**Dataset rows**
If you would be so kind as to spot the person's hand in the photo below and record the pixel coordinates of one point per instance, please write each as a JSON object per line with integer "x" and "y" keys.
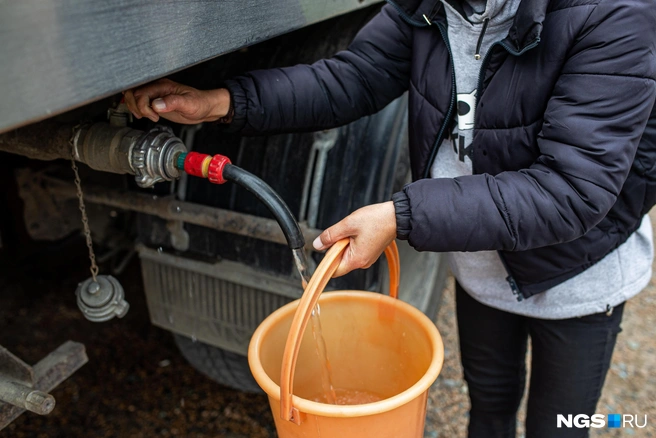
{"x": 177, "y": 103}
{"x": 369, "y": 229}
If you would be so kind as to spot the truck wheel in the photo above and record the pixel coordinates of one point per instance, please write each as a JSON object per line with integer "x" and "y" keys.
{"x": 222, "y": 366}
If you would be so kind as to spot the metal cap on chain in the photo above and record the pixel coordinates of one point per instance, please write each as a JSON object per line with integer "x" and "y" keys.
{"x": 101, "y": 300}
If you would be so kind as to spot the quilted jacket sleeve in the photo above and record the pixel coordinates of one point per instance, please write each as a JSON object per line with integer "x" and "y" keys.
{"x": 592, "y": 126}
{"x": 332, "y": 92}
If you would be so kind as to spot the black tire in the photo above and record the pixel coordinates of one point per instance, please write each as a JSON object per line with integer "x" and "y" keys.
{"x": 222, "y": 366}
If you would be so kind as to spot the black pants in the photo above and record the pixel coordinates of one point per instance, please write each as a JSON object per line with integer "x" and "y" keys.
{"x": 569, "y": 362}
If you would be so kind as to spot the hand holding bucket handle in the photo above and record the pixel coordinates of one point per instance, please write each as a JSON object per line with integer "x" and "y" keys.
{"x": 310, "y": 297}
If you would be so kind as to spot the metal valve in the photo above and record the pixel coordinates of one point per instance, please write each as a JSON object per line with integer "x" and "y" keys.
{"x": 101, "y": 300}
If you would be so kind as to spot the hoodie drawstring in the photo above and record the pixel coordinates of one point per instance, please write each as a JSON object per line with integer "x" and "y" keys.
{"x": 477, "y": 55}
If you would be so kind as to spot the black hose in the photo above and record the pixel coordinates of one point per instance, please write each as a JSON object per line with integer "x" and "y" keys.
{"x": 271, "y": 199}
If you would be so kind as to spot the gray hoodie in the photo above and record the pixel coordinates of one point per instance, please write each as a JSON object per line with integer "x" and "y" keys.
{"x": 620, "y": 275}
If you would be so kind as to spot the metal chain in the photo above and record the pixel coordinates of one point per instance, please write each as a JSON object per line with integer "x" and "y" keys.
{"x": 85, "y": 219}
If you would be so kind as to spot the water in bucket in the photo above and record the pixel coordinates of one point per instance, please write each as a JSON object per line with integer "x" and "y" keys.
{"x": 380, "y": 348}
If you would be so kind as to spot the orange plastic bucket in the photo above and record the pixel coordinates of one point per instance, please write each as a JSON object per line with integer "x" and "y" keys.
{"x": 376, "y": 344}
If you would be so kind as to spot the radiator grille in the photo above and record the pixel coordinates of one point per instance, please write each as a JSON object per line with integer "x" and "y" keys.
{"x": 212, "y": 310}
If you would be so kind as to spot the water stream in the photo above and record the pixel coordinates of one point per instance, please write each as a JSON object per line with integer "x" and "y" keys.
{"x": 300, "y": 260}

**Directions**
The records shown above are to be repeated exactly, with the pictures left out.

**Result**
If you would be so kind as to spot the person's hand in the photo below and record the pixel coordinates of one point per instance, please write each as a JSON object per line with integer "x" and "y" keys.
{"x": 177, "y": 103}
{"x": 369, "y": 229}
If you would be so kind as to spot the truck wheel in the photo above and record the pixel coordinates of one point per instance, please write each as a JSON object per line with integer "x" and "y" keys.
{"x": 222, "y": 366}
If you would be so kind as to spot the metal cap on chain in the photo above and record the pixel coordinates of one point per instance, please write each as a JSON object per line with integer "x" and "y" keys.
{"x": 101, "y": 300}
If you would be so kind as to spot the quilted jacket sleeve in the photo above and record the pixel coordinates of one point per instance, please write each as a JSON object per line with integer "x" and "y" keys.
{"x": 592, "y": 126}
{"x": 332, "y": 92}
If you would be so kind as to spot the black tire in the photo above and record the pixel coordinates of one point per instance, please write each as a JSON object per line with integer "x" and "y" keys.
{"x": 222, "y": 366}
If you would be so kind as to spot the black pants in the photo above and record the pixel coordinates of one point per instance, please write each as a JSON object per line with integer "x" and "y" keys.
{"x": 569, "y": 362}
If you would be so kind as to spot the hand holding bucket handle in the photo above and record the pixel coordinates of one point per instance, please write each as a JSON object per line with integer "x" and "y" keys.
{"x": 310, "y": 297}
If you would be so kind as to spot the metal valve in the photo above and record the pixel coordinates of one point per instance, please write each as a JSON object per line with integer "x" and "y" keys.
{"x": 101, "y": 300}
If you would be so kind as to spot the hoodie drawstring in the photo above and record the pixel coordinates of one point per instance, please write each as a JSON object per line with integer "x" and "y" keys.
{"x": 477, "y": 55}
If you would be so kind as to spot the black hose in the photo above and record the pixel coordinates of one point per instance, please write each as a JSON object per line with integer "x" and "y" keys.
{"x": 271, "y": 199}
If you would be so kind as to spot the gray hoodie in the photo above and record the pixel coordinates of one point per instance, please write each as a JSON object per line with integer "x" and "y" keys.
{"x": 620, "y": 275}
If you would be so kind as to spot the metal chain in the photo above and record the pixel coordinates of one point per instance, please write each as a JSON object per line with integer "x" and "y" keys.
{"x": 85, "y": 219}
If you would be so kind as to spot the water in bucket in the photo above and record the pixel coordinates of one point per instance, please write each as a JSON object per line with integer "x" and "y" keys.
{"x": 380, "y": 348}
If you would be so kind as to spot the orange plastic bucket in the photo above and record the pixel coordinates of one point per instance, please write each as a JSON object per line with integer "x" and "y" keys.
{"x": 376, "y": 344}
If you would be so kind as to spot the radiator grille in the photo above and record the pixel coordinates of one point per instance, please write each as a JSON object per line with integer "x" and "y" keys.
{"x": 212, "y": 310}
If you would be so kind as to spot the water stream in the photo above and record the pixel coordinates of one point per instance, please write each as a JSON object per line with integer "x" and "y" keys.
{"x": 300, "y": 260}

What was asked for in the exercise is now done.